> WHAT YOU WILL DO
Provide the entries once more, identical in every word.
────────────────────────────────────────
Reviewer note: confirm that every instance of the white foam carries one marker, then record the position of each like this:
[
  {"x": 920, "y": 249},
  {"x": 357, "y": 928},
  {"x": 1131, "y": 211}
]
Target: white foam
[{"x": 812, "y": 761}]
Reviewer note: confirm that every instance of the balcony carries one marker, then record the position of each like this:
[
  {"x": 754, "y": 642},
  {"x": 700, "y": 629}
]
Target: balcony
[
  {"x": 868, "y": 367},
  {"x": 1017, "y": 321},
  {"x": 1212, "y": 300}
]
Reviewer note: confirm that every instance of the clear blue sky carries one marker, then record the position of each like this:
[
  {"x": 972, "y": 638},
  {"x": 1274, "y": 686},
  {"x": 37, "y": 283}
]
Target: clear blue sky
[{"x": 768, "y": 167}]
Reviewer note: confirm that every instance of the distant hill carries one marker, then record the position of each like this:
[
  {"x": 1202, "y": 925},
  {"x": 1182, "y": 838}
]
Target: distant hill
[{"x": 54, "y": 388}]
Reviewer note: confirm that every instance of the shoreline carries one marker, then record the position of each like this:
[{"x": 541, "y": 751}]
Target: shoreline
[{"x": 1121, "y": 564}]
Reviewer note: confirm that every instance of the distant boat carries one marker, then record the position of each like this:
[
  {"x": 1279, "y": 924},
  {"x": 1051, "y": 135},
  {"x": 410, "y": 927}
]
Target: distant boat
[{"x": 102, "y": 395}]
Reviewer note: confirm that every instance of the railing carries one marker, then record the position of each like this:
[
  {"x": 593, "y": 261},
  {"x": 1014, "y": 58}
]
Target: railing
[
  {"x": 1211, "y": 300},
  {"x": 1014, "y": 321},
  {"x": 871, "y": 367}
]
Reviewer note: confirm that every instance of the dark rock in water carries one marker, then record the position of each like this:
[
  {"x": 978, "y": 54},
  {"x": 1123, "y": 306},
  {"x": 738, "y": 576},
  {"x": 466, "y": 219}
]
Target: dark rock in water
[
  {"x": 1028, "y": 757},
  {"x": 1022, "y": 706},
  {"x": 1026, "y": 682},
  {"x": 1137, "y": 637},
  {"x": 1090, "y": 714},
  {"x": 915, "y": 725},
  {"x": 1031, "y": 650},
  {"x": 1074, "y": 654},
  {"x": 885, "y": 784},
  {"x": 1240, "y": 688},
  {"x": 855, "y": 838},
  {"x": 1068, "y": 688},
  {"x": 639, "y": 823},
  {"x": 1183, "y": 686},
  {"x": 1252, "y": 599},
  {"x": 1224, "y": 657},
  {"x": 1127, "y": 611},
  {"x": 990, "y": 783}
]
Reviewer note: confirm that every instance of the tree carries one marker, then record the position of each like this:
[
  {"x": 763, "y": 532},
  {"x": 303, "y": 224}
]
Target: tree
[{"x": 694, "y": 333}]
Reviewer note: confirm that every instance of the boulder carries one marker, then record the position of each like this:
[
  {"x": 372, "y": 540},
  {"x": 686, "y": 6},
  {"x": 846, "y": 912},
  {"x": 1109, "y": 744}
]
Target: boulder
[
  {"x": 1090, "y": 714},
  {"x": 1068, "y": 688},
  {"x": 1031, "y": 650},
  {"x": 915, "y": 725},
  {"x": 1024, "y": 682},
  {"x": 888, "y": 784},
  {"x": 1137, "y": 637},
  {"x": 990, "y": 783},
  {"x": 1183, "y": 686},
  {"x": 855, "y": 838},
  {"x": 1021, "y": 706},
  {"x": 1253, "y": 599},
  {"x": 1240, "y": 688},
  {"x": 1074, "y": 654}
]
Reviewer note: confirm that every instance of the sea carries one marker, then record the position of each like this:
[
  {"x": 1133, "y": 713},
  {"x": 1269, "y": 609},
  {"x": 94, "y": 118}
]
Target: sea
────────────────────────────────────────
> TASK OUTPUT
Reviewer note: confirm that every instance of the white foam carries one marker, then record the position of each like this:
[
  {"x": 920, "y": 249},
  {"x": 357, "y": 928},
  {"x": 1131, "y": 211}
]
Target: white foam
[{"x": 812, "y": 761}]
Reviewer note: confirm that every instance of the balcony carries one marker, then record the position of each like this:
[
  {"x": 754, "y": 642},
  {"x": 700, "y": 629}
]
Target: balcony
[
  {"x": 868, "y": 367},
  {"x": 1017, "y": 321},
  {"x": 1212, "y": 300}
]
Reviewer note: confirm that every instance of the clear blue sky carries one marker, then record the position of each like this:
[
  {"x": 972, "y": 638},
  {"x": 1274, "y": 686},
  {"x": 37, "y": 283}
]
Target: clear blue sky
[{"x": 768, "y": 167}]
Reviewer note: confirm that every instance of the distant hill carries one marker, then record the position of each like this:
[
  {"x": 1202, "y": 925},
  {"x": 1182, "y": 838}
]
Target: distant hill
[{"x": 54, "y": 388}]
Reviewer note: confirm that every instance of the shoreline carries one marker, then record the position of each like this:
[{"x": 541, "y": 751}]
Target: shoreline
[{"x": 1121, "y": 564}]
Reviewer note: confirm that every instance of the distant boat carries one marker, then record the position of each like this:
[
  {"x": 1279, "y": 924},
  {"x": 1051, "y": 135},
  {"x": 410, "y": 927}
]
Target: distant boat
[{"x": 102, "y": 395}]
Reviewer note: confirm that every instance of the railing carries one marker, then record the position of each like this:
[
  {"x": 593, "y": 261},
  {"x": 1014, "y": 58}
]
Target: railing
[
  {"x": 1211, "y": 300},
  {"x": 1014, "y": 321},
  {"x": 871, "y": 367}
]
Reviewer note: confirm that every instance of the dark rock in water carries one marker, then record the position of each like this:
[
  {"x": 978, "y": 54},
  {"x": 1123, "y": 306},
  {"x": 738, "y": 576},
  {"x": 466, "y": 219}
]
Target: dark rock in water
[
  {"x": 1028, "y": 757},
  {"x": 1022, "y": 706},
  {"x": 1026, "y": 682},
  {"x": 1137, "y": 637},
  {"x": 1090, "y": 714},
  {"x": 915, "y": 725},
  {"x": 1031, "y": 650},
  {"x": 1074, "y": 654},
  {"x": 885, "y": 784},
  {"x": 1240, "y": 688},
  {"x": 855, "y": 838},
  {"x": 1068, "y": 688},
  {"x": 639, "y": 823},
  {"x": 1183, "y": 686},
  {"x": 1252, "y": 599},
  {"x": 1224, "y": 657},
  {"x": 1127, "y": 611},
  {"x": 990, "y": 783}
]
Reviewer note: confirm that every instance of the tree carries one marker, then record the position of each like this:
[
  {"x": 763, "y": 532},
  {"x": 303, "y": 224}
]
Target: tree
[{"x": 694, "y": 333}]
Reviewer note: confirm that every instance of the boulder carries one marker, then record the position of each like this:
[
  {"x": 372, "y": 540},
  {"x": 686, "y": 6},
  {"x": 846, "y": 912},
  {"x": 1109, "y": 744}
]
Target: boulder
[
  {"x": 1090, "y": 714},
  {"x": 1068, "y": 688},
  {"x": 1031, "y": 650},
  {"x": 915, "y": 725},
  {"x": 1024, "y": 682},
  {"x": 888, "y": 784},
  {"x": 1137, "y": 637},
  {"x": 990, "y": 783},
  {"x": 1183, "y": 686},
  {"x": 855, "y": 838},
  {"x": 1021, "y": 706},
  {"x": 1253, "y": 599},
  {"x": 1240, "y": 688},
  {"x": 1074, "y": 654}
]
Reviewer note: confirm that every instance of the sea carries one marker, then record the position of each like this:
[
  {"x": 1133, "y": 713},
  {"x": 1269, "y": 609},
  {"x": 94, "y": 118}
]
Target: sea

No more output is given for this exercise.